◆ **Entries shown**:
______________________________

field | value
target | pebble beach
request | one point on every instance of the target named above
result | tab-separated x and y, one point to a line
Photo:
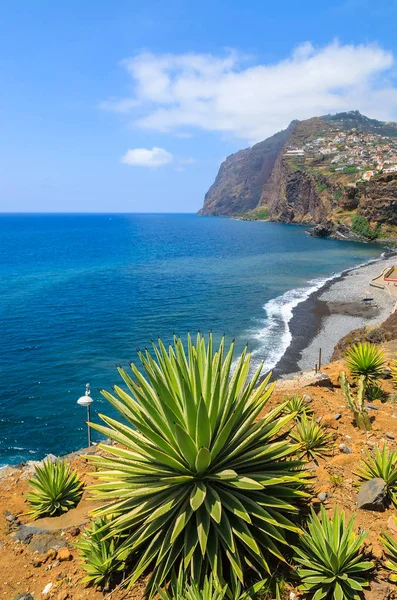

______________________________

◆ **Written problem**: Reproduce the lines above verbatim, character for character, and omit the picture from your output.

◆ **Result of the task**:
field | value
target | pebble beach
request | one point on every instance of the target named above
result | tab-separated x and y, one point to a line
Photo:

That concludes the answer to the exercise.